» **Task requirements**:
Everything before the line containing "One point marks each instance of the white flowering" is to be left out; repeat that line and all lines after it exactly, to the end of the data.

» **Stored data**:
= Beginning of Section =

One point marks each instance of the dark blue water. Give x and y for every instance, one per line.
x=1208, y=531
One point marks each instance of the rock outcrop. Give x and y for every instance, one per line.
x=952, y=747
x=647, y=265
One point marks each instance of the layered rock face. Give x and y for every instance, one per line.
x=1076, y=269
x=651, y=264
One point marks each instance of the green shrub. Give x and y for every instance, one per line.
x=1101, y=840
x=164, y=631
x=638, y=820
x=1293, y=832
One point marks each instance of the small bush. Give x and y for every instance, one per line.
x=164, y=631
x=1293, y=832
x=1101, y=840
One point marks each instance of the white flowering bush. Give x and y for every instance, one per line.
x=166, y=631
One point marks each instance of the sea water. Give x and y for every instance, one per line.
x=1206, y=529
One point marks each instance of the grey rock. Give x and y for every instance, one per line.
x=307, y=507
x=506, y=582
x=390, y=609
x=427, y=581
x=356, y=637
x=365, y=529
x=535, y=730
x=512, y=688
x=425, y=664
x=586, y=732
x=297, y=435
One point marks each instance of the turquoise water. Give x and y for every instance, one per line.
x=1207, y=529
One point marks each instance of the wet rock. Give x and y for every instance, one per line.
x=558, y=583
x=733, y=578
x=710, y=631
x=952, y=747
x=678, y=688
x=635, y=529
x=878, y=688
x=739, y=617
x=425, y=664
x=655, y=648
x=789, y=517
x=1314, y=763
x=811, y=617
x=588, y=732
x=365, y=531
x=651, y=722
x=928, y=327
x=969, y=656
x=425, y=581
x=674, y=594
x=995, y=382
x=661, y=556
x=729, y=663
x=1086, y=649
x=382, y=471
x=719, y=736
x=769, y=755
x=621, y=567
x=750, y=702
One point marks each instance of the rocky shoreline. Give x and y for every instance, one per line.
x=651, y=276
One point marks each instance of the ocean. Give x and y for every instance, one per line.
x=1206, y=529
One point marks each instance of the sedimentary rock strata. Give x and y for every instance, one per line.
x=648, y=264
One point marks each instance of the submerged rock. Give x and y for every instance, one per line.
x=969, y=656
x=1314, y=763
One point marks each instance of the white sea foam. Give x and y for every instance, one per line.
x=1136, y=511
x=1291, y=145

= End of Section =

» **Final answer**:
One point marks each instance of the white flowering bush. Give x and y for every instance, one per line.
x=166, y=631
One point marks each instance of the sea water. Give x and y for every instance, one per line.
x=1206, y=529
One point marks each instance of the grey rock. Give x and y for every instance, one per line.
x=307, y=507
x=506, y=582
x=390, y=609
x=427, y=581
x=356, y=637
x=365, y=529
x=535, y=730
x=512, y=688
x=425, y=664
x=586, y=732
x=297, y=435
One point marks each instance of the turquoise water. Give x and y for every instance, one per line.
x=1207, y=529
One point marks each instance of the wet rock. Give x and y for every instance, one per line.
x=558, y=583
x=733, y=578
x=710, y=631
x=952, y=747
x=678, y=688
x=635, y=529
x=878, y=688
x=739, y=617
x=425, y=664
x=655, y=648
x=789, y=517
x=1314, y=763
x=811, y=617
x=588, y=732
x=365, y=531
x=651, y=722
x=928, y=327
x=969, y=656
x=425, y=581
x=674, y=594
x=995, y=382
x=661, y=556
x=729, y=663
x=1086, y=649
x=382, y=471
x=719, y=736
x=769, y=755
x=621, y=567
x=750, y=702
One point marks each instance of the rocky shoreline. Give x and y for every instance, one per line.
x=651, y=276
One point marks each instance of the ocean. Give x and y for every instance, one per line.
x=1206, y=529
One point marks each instance of the sedimentary rock strata. Give x and y for every instance, one per line.
x=648, y=264
One point marks each instance of the submerged rock. Give x and y for every instance, one per line.
x=969, y=656
x=1314, y=763
One point marks each instance of the white sea foam. Give x and y for every instance, one per line.
x=1136, y=511
x=1291, y=145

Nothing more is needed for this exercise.